Without altering anything, repeat each of the records.

════════════════

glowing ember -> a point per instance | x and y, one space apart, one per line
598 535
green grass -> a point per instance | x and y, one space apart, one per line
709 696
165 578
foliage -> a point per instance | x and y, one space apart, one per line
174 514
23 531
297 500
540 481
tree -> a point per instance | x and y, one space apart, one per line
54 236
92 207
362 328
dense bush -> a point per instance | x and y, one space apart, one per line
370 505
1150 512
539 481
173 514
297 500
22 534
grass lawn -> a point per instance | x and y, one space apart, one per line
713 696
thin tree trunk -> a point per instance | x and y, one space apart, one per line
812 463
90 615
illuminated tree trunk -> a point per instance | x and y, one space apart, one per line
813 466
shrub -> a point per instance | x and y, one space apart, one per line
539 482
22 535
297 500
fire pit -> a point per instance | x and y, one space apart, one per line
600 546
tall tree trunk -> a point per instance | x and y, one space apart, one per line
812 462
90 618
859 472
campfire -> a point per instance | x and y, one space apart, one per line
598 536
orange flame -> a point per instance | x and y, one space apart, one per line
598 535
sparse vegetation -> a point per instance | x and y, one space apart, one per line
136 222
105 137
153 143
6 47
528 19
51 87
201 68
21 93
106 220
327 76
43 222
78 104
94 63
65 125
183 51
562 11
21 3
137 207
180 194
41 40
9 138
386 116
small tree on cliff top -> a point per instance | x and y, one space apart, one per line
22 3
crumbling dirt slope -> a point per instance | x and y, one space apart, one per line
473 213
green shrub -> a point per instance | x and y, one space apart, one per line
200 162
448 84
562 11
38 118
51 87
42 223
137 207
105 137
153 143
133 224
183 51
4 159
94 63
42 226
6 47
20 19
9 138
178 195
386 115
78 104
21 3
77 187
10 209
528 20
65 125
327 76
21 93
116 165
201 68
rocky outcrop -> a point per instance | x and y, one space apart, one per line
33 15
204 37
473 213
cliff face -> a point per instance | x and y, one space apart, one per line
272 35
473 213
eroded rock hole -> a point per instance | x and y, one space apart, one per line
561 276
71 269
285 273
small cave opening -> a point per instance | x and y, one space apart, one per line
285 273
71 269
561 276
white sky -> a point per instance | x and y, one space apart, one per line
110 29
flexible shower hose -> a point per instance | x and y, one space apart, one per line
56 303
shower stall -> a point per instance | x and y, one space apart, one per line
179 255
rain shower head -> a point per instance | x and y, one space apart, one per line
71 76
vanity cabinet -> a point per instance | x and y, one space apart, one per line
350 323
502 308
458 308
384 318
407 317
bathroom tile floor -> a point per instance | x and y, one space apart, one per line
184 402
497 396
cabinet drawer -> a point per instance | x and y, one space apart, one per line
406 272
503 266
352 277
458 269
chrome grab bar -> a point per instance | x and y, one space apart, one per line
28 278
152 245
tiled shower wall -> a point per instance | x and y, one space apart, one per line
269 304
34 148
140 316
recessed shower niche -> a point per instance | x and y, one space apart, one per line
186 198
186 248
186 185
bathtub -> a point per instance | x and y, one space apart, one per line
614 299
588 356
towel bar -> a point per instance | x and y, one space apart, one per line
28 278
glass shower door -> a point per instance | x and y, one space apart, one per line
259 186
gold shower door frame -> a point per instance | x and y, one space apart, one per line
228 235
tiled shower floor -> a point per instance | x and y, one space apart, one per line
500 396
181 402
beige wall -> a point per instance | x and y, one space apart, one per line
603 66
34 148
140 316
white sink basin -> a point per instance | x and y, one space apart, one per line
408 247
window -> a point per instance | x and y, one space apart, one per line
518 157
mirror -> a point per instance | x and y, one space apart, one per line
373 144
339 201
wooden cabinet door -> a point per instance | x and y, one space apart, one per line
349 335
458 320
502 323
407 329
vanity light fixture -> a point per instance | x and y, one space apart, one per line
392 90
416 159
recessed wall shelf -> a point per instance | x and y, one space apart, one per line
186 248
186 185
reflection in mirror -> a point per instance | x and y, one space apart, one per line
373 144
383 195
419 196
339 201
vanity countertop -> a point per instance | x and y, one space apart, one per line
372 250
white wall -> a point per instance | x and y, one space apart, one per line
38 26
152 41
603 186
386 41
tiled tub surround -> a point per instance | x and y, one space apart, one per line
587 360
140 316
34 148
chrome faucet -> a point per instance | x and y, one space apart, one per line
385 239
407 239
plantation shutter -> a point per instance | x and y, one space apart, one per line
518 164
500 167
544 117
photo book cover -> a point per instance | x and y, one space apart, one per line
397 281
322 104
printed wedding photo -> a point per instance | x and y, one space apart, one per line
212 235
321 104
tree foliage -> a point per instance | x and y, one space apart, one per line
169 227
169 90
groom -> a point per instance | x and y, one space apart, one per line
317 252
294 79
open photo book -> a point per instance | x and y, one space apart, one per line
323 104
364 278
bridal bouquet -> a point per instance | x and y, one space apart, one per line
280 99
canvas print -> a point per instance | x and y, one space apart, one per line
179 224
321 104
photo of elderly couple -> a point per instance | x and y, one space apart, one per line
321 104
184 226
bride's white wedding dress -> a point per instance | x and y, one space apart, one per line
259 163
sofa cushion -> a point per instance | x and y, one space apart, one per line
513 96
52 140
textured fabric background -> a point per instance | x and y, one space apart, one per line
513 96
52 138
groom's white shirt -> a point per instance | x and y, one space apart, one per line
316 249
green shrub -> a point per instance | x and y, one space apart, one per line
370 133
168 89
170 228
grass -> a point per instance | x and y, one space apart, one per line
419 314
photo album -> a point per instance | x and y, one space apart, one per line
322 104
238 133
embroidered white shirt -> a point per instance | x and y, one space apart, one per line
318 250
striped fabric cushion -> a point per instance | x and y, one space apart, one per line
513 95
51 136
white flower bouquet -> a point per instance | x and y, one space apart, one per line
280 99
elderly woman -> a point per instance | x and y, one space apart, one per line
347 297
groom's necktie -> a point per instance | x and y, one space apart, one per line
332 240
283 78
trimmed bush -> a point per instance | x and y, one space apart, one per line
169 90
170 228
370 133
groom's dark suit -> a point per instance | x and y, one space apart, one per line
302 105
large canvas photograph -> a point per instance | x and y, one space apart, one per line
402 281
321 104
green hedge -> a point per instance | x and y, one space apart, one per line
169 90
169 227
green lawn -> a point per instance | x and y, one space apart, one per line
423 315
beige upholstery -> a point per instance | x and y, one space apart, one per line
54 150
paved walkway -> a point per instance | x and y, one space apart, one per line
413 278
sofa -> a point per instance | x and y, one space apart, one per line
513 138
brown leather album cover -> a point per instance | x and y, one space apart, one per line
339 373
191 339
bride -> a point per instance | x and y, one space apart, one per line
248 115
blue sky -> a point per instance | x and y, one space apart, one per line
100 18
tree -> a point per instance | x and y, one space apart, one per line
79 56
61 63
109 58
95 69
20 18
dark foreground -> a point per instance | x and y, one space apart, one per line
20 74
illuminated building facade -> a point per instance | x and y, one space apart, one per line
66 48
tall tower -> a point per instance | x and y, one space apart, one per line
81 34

════════════════

Response to this task ▸
glowing ember -> a point per instance | x and y, one space apart, one per line
598 535
green grass -> a point per instance | x and y, one space apart, one per line
709 696
165 578
foliage -> a point per instance | x and y, one space apart, one per line
174 514
23 531
297 500
540 481
tree -> a point per instance | x and y, one space apart, one per line
54 236
92 207
362 328
dense bush -> a point per instance | x and y, one space apart, one per line
370 505
1150 512
539 481
173 514
297 500
22 534
grass lawn -> a point per instance | x and y, one space apart, one per line
713 696
thin tree trunk -> a point per instance | x and y, one space apart, one per line
812 463
90 615
illuminated tree trunk -> a point per instance | x and y, one space apart, one per line
813 466
shrub -> a point per instance | x and y, one space apart, one per line
539 482
22 535
297 500
fire pit -> a point per instance | x and y, one space apart, one per line
600 546
tall tree trunk -> a point per instance | x and y, one space apart, one per line
812 462
90 618
859 472
campfire -> a point per instance | x and y, one space apart, one per line
598 536
orange flame -> a point per instance | x and y, one space apart, one per line
598 535
sparse vegetation -> a point per instance | x and y, one space apart, one per line
136 222
105 137
153 143
6 47
528 19
51 87
201 68
21 93
106 220
327 76
43 222
78 104
94 63
65 125
183 51
562 11
21 3
137 207
180 194
41 40
9 138
386 116
small tree on cliff top -> a point per instance | x and y, one space apart, one per line
22 3
crumbling dirt slope -> a point per instance | x and y, one space apart, one per line
473 213
green shrub -> a point per instance | x and y, one space apart, one per line
200 162
448 84
562 11
38 118
51 87
42 223
137 207
105 137
153 143
133 224
183 51
4 159
94 63
42 226
6 47
20 19
9 138
178 195
386 115
78 104
21 3
77 187
10 209
528 20
65 125
327 76
21 93
116 165
201 68
rocky outcrop -> a point per instance | x and y, one space apart, one per line
33 15
204 37
473 213
cliff face -> a point per instance | x and y, one space apart, one per line
272 35
473 213
eroded rock hole -> a point per instance | x and y, one space apart, one per line
561 276
71 269
285 273
small cave opening -> a point per instance | x and y, one space apart, one per line
285 273
71 269
561 276
white sky -> a point per instance | x and y, one space apart, one per line
110 29
flexible shower hose -> a point per instance | x and y, one space apart, one per line
56 303
shower stall -> a point per instance | x and y, one space apart, one per line
179 255
rain shower head -> a point per instance | x and y, one space apart, one per line
71 76
vanity cabinet -> a point per instance | x and y, one space apart, one per line
350 323
502 308
458 308
384 318
407 317
bathroom tile floor -> a point per instance | x and y, one space apart, one per line
184 402
497 396
cabinet drawer -> a point per instance | x and y, one space apart, one per line
406 272
503 266
352 277
458 269
chrome grab bar -> a point per instance | x and y, one space apart, one per line
28 278
152 245
tiled shower wall -> a point per instance | x and y, one space apart, one per line
269 304
34 148
140 316
recessed shower niche -> a point per instance | x and y, one space apart, one per line
186 198
186 248
186 185
bathtub -> a point per instance | x and y, one space apart, one per line
614 299
588 356
towel bar -> a point per instance | x and y, one space apart, one per line
28 278
glass shower door -> a point per instance | x and y, one space apart, one per line
259 186
gold shower door frame -> a point per instance | x and y, one space apart, one per line
228 235
tiled shower floor -> a point per instance | x and y, one space apart, one per line
500 396
181 402
beige wall -> a point per instance | x and y, one space apart, one per line
603 66
34 148
140 316
white sink basin -> a point per instance | x and y, one space apart, one per line
408 247
window -> a point per instance | x and y, one space apart, one per line
518 157
mirror -> a point per instance | x and y, one space apart, one per line
373 144
339 201
wooden cabinet door -> a point per instance | x and y, one space apart, one per line
349 335
458 320
502 323
407 329
vanity light fixture -> a point per instance | x and y, one space apart, one per line
392 90
416 159
recessed wall shelf -> a point per instance | x and y, one space apart, one per line
186 248
186 185
reflection in mirror -> a point per instance | x and y, one space apart, one per line
373 144
383 195
419 196
339 201
vanity countertop -> a point per instance | x and y, one space apart, one per line
372 250
white wall -> a point per instance | x and y, one space apart, one per line
38 26
152 41
603 186
386 41
tiled tub surround -> a point per instance | x and y, one space apart, one per line
587 360
140 316
34 148
chrome faucet -> a point per instance | x and y, one space apart, one per line
385 239
407 239
plantation shutter -> a point per instance | x and y, one space apart, one per line
518 164
500 167
544 117
photo book cover -> a point per instance | x and y, one space apart, one per line
397 281
322 104
printed wedding photo -> a point per instance | x and y, one space apart, one per line
212 235
321 104
tree foliage -> a point per instance | x and y, one space apart, one per line
169 227
169 90
groom -> a point per instance | x and y, one space apart, one per line
317 252
294 79
open photo book -> a point per instance | x and y, one space apart, one per line
323 104
364 278
bridal bouquet -> a point per instance | x and y, one space apart, one per line
280 99
canvas print -> a point per instance | x and y, one space apart, one per line
179 224
321 104
photo of elderly couple -> a point per instance | x and y, one space apart, one per line
321 104
184 226
bride's white wedding dress -> a point per instance | x and y, one space apart, one per line
259 163
sofa cushion -> a point per instance | x and y, one space apart, one per line
513 96
52 140
textured fabric background -> a point per instance | x and y, one space apart, one per line
513 96
52 138
groom's white shirt -> a point per instance | x and y, one space apart, one per line
316 249
green shrub -> a point per instance | x and y, one space apart, one per line
370 133
168 89
170 228
grass -> a point per instance | x and y, one space apart, one per line
419 314
photo album -> a point per instance | x and y, one space apart, one per line
322 104
238 133
embroidered white shirt -> a point per instance | x and y, one space apart, one per line
318 250
striped fabric cushion -> a point per instance | x and y, one space apart, one per line
513 95
51 136
white flower bouquet -> a point per instance | x and y, one space apart, one per line
280 99
elderly woman -> a point per instance | x and y, one space apart, one per line
347 297
groom's necktie -> a point per instance | x and y, one space apart, one per line
332 240
283 78
trimmed bush -> a point per instance | x and y, one space apart, one per line
169 90
170 228
370 133
groom's dark suit -> a point per instance | x and y, one space apart, one per line
302 105
large canvas photograph -> a point per instance | x and y, one space apart, one per line
402 281
321 104
green hedge -> a point per instance | x and y, one space apart, one per line
169 90
169 227
green lawn -> a point per instance | x and y, one space apart, one per line
423 315
beige upholstery -> a point per instance | x and y, one space apart, one per line
54 150
paved walkway -> a point per instance | x and y, one space apart, one per line
413 278
sofa -> a point per instance | x and y, one space apart, one per line
513 138
brown leather album cover -> a point per instance | x and y, one space apart, one per line
339 373
191 339
bride -> a point per instance | x and y, one space apart, one per line
248 115
blue sky -> a point per instance | x and y, one space apart, one per line
100 18
tree -> a point per instance | x and y, one space apart, one per line
79 56
61 63
109 58
95 69
20 18
dark foreground -> a point per instance | x and y, one space apart, one per line
20 74
illuminated building facade -> a point per instance | x and y, one space apart, one per line
66 48
tall tower -> a point per instance | x and y, one space apart, one per line
81 34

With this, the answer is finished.